__EXERCISE PASSAGE__

Content starts

Mayor Stephanie Rawlings-Blake's administration is challenging U.S. census numbers that show Baltimore is shrinking, arguing the city actually has 30,000 more residents than reported.
If the city wins its challenge — in which it argues that census workers missed counting 15,635 housing units — it means Baltimore's population has held steady since 2000, not dropped significantly. And that could mean the city would receive $87 million more in federal funding, city planning officials said.
Baltimore's effort comes as the mayor is waging a campaign to reverse decades of population loss and attract 10,000 families in the next decade.
Thomas J. Stosur, the city's planning director, said it's "very uncommon" for federal officials to acknowledge substantial changes to their count, but said he was "cautiously optimistic" about the appeal.
"We've had consistent success in the past challenging some of the annual estimates," he said. "We're hoping we've built up some credibility. We're hoping for the best with this mission."
Census officials did not respond to a request for comment.
The city's demographer, Travis Pate, said the challenge is based on an analysis of housing data that was reviewed by the Abell Foundation and the Baltimore Neighborhood Collaborative. The two groups cross-referenced data and walked around the city checking residences, he said.
City officials have filed a formal challenge to the 2010 census numbers and are in the process of working on a challenge to 2011 estimates.
Rawlings-Blake brought up the appeal during a Tuesday morning meeting in Mount Vernon with the Association of Baltimore Area Grantmakers, whom she briefed on her vision to grow the city's population. She noted that Johns Hopkins Hospital had slipped to No. 2 for the first time in the U.S. News & World Report rankings of the nation's hospitals.
"It's the same conversation we had with the census," the mayor said. "I'm like, 'I demand a recount.'"
Baltimore lost about 30,000 residents between 2000 and 2010, going from 651,154 to 620,961, according to the Census Bureau.
In June, the Census Bureau estimated another loss of about 1,500 residents, down to 619,493, at a time when many other big cities, such as Philadelphia, Washington and Atlanta, showed growth.
Baltimore has been losing population since World War II, census data show. Baltimore was the 10th biggest U.S. city in terms of population in 1980, but now ranks 24th. The populations of Boston, Seattle and Denver all surpassed Baltimore's total during the 15-month period covered in the June report. The District of Columbia is 1,500 people shy of overtaking Baltimore in population.
Elizabeth E. Harber, a program officer with the Abell Foundation, said she immediately questioned the census numbers. Similar cities were growing. Baltimore's suburbs were growing. All the time, she saw people moving into city neighborhoods.
"It didn't match up to what we were seeing on the ground," Harber said.
Laurie Latuda, of the Goldseker Foundation, which has studied the city's population trends, agreed.
"It used to be assumed that you would move out of Baltimore once your kids were old enough to go to school," she said. "It's not assumed anymore."

Content ends

__YOUR INSTRUCTIONS__
In the article on Baltimore's census challenge, reproduce the passage that begins at the words "Census officials did" and stops after "residences, he said.".

__RECORD EXCERPTS__
Content starts

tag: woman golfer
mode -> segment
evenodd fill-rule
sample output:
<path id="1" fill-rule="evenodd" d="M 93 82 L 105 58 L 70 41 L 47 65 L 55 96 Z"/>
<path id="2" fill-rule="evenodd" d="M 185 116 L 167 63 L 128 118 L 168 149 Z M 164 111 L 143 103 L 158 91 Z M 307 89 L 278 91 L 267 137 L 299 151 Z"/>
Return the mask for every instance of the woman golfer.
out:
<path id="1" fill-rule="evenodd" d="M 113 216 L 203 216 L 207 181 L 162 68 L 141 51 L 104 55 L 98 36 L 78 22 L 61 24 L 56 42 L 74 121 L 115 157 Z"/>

Content ends

__PROBLEM SOLUTION__
Census officials did not respond to a request for comment.
The city's demographer, Travis Pate, said the challenge is based on an analysis of housing data that was reviewed by the Abell Foundation and the Baltimore Neighborhood Collaborative. The two groups cross-referenced data and walked around the city checking residences, he said.